Coordinate annotation entries
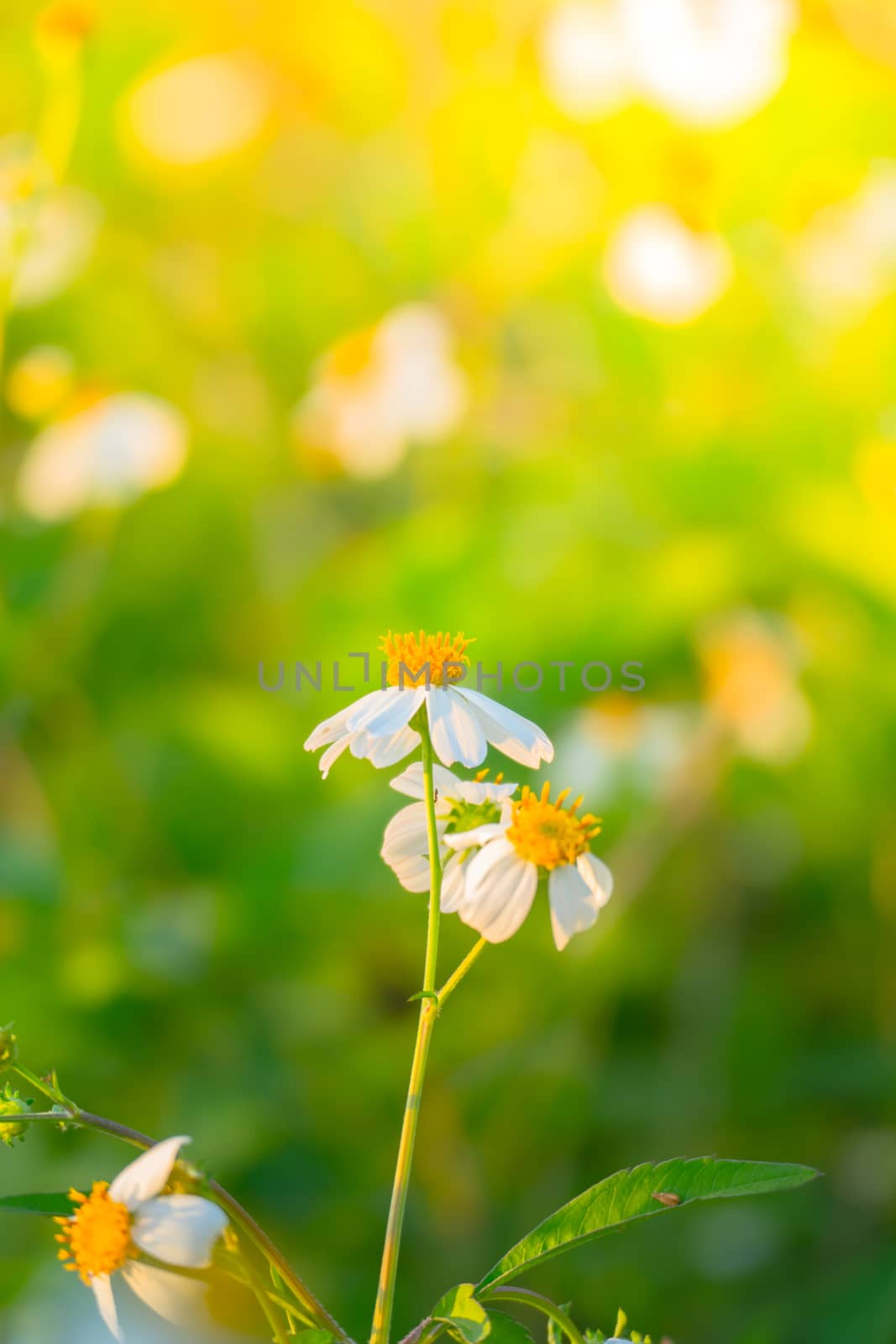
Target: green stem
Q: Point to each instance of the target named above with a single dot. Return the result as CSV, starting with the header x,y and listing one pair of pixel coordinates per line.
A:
x,y
426,1021
526,1297
238,1215
270,1315
454,980
39,1085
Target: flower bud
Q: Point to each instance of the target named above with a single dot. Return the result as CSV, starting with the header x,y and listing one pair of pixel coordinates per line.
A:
x,y
8,1047
11,1104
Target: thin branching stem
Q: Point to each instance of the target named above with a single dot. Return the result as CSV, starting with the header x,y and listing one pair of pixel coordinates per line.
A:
x,y
454,980
527,1297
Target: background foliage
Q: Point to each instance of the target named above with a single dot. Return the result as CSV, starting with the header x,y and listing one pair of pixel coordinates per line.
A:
x,y
195,931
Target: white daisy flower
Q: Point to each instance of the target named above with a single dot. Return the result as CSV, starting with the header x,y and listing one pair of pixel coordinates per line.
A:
x,y
532,835
463,723
461,806
114,1223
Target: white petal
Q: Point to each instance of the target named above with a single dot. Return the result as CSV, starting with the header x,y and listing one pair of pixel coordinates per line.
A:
x,y
385,752
411,781
332,754
101,1285
414,874
477,837
453,885
336,725
574,906
145,1176
454,730
406,833
500,890
516,737
477,792
383,717
179,1230
598,877
170,1296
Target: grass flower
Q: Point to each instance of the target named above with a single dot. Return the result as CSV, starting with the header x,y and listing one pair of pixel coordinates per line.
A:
x,y
535,837
461,806
113,1223
425,672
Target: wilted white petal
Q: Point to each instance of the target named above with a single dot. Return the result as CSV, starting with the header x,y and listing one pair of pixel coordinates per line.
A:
x,y
412,873
385,752
406,833
574,905
333,753
454,730
473,837
103,1294
597,875
500,890
338,723
516,737
179,1230
170,1296
147,1175
387,712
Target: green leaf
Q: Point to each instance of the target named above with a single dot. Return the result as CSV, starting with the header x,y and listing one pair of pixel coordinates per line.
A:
x,y
631,1195
506,1331
555,1334
465,1317
50,1206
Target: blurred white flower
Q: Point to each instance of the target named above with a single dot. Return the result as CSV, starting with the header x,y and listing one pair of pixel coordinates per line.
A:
x,y
130,1215
461,806
624,745
107,454
586,58
58,245
201,109
661,269
46,232
705,62
846,255
383,389
710,62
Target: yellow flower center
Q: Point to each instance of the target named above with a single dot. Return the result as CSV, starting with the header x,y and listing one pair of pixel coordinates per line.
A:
x,y
97,1236
410,656
548,833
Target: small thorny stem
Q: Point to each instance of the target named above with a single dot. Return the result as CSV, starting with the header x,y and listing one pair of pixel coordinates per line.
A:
x,y
426,1021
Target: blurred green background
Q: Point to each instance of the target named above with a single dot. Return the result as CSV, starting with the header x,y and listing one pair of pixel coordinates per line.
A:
x,y
563,324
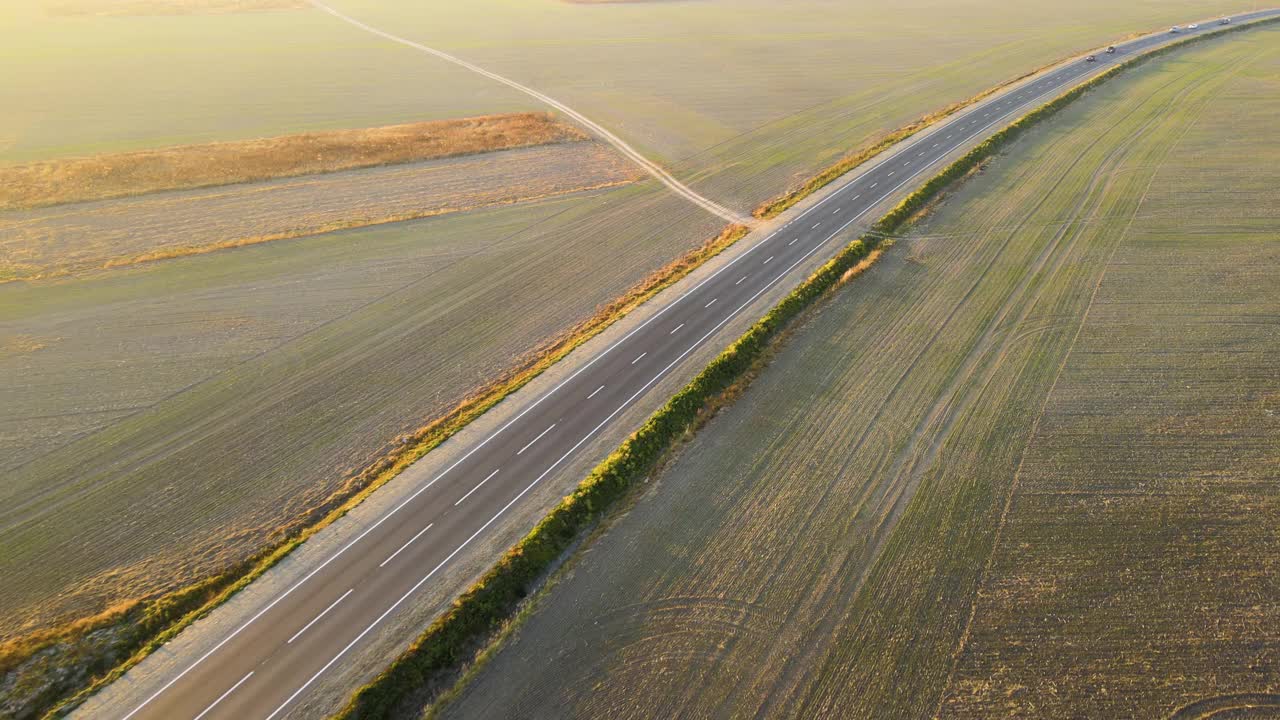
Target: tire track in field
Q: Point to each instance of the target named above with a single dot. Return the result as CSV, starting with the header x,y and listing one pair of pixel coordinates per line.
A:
x,y
632,154
862,557
1224,74
892,486
909,468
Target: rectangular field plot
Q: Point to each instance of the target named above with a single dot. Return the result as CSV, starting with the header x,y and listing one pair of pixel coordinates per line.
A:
x,y
1093,318
67,238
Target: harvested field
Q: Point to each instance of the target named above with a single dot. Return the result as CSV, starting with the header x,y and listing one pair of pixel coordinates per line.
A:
x,y
740,99
744,99
124,8
53,241
1138,568
817,550
77,180
168,419
94,85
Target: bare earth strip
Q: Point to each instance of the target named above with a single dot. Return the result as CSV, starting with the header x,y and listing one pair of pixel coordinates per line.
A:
x,y
53,241
120,174
816,551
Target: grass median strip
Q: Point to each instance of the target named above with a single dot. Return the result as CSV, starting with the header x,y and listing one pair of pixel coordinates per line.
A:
x,y
452,639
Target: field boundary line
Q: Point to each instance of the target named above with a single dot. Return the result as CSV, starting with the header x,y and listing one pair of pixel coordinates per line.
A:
x,y
383,470
498,595
632,154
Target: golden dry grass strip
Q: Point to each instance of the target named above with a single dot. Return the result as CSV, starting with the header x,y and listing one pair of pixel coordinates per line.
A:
x,y
123,174
174,611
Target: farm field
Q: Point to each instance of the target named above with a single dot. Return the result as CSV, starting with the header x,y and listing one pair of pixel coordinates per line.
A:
x,y
108,83
743,99
65,238
210,400
737,98
176,417
821,546
184,167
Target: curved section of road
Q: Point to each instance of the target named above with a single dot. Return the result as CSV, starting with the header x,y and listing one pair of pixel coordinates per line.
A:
x,y
632,154
266,662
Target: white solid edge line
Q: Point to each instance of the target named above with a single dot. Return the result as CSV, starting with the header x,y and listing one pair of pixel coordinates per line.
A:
x,y
475,488
553,465
222,697
325,611
535,440
392,556
588,364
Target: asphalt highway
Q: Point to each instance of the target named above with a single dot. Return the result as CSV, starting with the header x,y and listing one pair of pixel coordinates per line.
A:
x,y
260,669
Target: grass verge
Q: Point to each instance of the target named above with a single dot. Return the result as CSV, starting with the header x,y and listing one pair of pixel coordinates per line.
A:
x,y
490,602
123,174
94,652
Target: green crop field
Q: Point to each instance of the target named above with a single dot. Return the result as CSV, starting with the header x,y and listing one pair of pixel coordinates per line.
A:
x,y
1084,333
168,419
87,85
744,98
173,415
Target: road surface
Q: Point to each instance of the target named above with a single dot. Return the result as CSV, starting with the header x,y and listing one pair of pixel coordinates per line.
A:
x,y
266,664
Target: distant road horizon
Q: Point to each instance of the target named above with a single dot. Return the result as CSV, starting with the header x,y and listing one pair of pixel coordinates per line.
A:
x,y
272,659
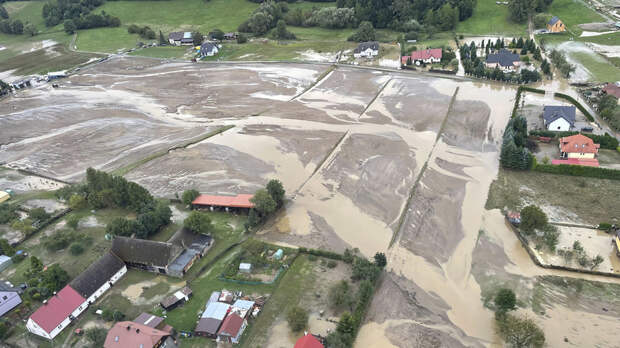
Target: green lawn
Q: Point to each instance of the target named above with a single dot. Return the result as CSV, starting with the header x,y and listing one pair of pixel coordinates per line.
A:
x,y
572,13
490,18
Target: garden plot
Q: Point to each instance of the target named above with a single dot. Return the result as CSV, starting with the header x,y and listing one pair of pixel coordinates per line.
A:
x,y
240,160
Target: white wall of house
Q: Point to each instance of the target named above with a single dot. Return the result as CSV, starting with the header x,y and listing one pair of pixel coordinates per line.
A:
x,y
369,52
559,125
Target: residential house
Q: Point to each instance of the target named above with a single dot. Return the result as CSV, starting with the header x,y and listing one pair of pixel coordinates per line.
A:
x,y
504,59
555,25
308,341
228,203
559,118
232,328
127,334
5,262
613,89
428,56
366,49
578,146
179,38
9,298
211,319
178,298
63,307
208,49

WHAT THE TASK ASKS:
Output the line holding "Target: green lawn", then every later line through the end of the records above, exactly as given and nothing else.

FINAL ANSWER:
Target: green lawn
Q: Point to each instance of the target named above with a single dot. Return the result as CSV, starting with the header x,y and listing one pair of pixel coordinates per line.
A:
x,y
572,13
490,18
Target: garden plot
Q: Point to each instance of the target named above with a single dot. Return the result as CSV, starting with the header x,y and listing one pair of pixel coordinates per line.
A:
x,y
240,160
Target: white wall of house
Q: Point to each instance of the target named above with a single dot. Return the result as CSV, starting with the header x,y and listing one pair of pixel coordinates per line.
A:
x,y
369,52
559,125
Target: residential house
Q: Point to each instance of the target named above with a single dot. Return the result as CSV, starting with the header x,y and listing one pair of pixel coordinates per line.
A:
x,y
504,59
555,25
308,341
228,203
559,118
232,328
127,334
5,262
613,89
428,56
366,49
578,146
179,38
9,298
211,319
178,298
63,307
208,49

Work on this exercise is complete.